*TASK INPUTS:*
____
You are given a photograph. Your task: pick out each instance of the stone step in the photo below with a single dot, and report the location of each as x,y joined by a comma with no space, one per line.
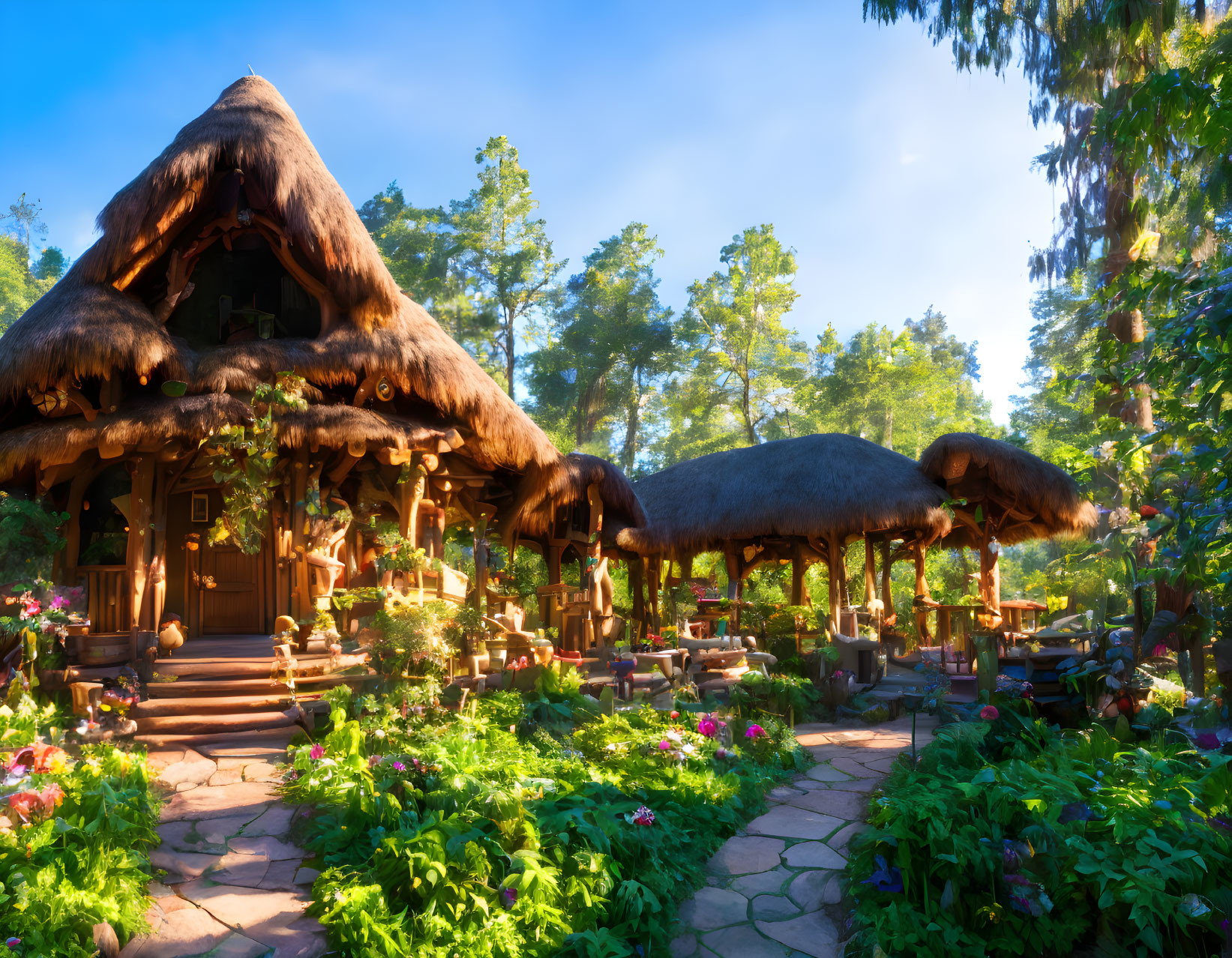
235,668
206,724
205,687
217,705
____
Copy out every line of the records above word for word, leaving the pictures out.

You are given a photograph. Your task: pick out each instance of the stone step in the photo below with a single dot, and report the location of each as x,y joined by a comma with no space, one per line.
235,668
206,724
205,687
217,705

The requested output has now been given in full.